▶ SUPPLIED PASSAGE:
........

According to the EU's statistical service, the bloc's imports from China throughout the year 2020 grew by 5.6 percent year-on-year to EUR383.5 billion (US$465 billion), and exports grew by 2.2 percent to EUR202.5 billion.
At the same time, the trade in goods with the United States, which had topped the EU's trade partners list until early 2020, saw substantial decline in both ways.
The EU also witnessed higher trade volume with the rest of the world in December 2020, up by EUR6.6 billion from the same month in 2019, a first year-on-year increase since it was hit by the pandemic.
The single market suffered a decrease of 9.4 percent in exports of goods and 11.6 percent decrease in imports in 2020. With industries largely affected by the containment measures last year, energy recorded by far the sharpest drop among all sectors, followed by food and drink, raw materials and chemicals.

........

▶ MATERIAL SUPPLIED:

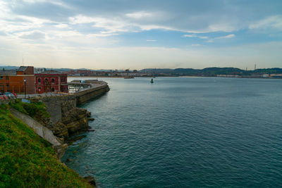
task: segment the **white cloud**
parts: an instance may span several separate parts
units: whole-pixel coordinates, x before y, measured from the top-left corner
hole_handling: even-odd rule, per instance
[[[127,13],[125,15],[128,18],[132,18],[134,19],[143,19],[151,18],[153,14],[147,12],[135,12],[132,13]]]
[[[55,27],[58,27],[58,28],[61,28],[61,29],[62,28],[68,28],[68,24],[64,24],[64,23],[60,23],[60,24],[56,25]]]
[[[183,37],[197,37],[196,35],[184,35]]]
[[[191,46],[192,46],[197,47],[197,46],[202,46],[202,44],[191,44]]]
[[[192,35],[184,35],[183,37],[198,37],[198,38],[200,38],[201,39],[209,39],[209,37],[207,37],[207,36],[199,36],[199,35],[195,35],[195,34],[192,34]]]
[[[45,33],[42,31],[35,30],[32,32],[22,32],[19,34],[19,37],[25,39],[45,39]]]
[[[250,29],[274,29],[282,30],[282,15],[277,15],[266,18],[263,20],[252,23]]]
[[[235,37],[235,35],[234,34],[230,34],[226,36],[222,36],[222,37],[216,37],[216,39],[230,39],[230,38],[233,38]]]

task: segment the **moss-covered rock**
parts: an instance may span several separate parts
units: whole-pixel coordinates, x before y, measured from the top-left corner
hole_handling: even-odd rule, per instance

........

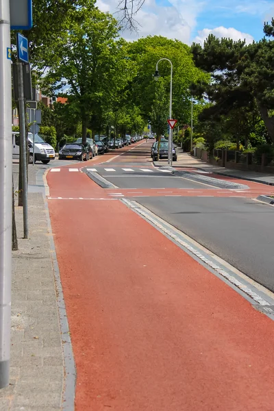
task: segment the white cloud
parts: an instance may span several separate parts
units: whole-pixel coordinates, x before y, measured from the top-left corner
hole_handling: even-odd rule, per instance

........

▶ REQUIREMENT: Please write what comes next in the passage on EU trade in 2020, starting right after its final sentence.

▶ ANSWER:
The Eurostat release on Monday coincided with China's official data published in mid-January, which showed the trade with the EU grew by 5.3 percent to CNY4495.77 billion, or nearly EUR600 billion, in 2020.
While China's total goods imports and exports expanded 1.9 percent year on year to CNY32.16 trillion (about US$5 trillion) in 2020, hitting a record high, the surge in trade with the EU was more than double the average growth rate.
The result fully speaks for "the strong resilience and importance of China-EU economic and trade cooperation," said Zhang Ming, head of the Chinese Mission to the EU, at a webinar last month with the European thinktank, Friends of Europe.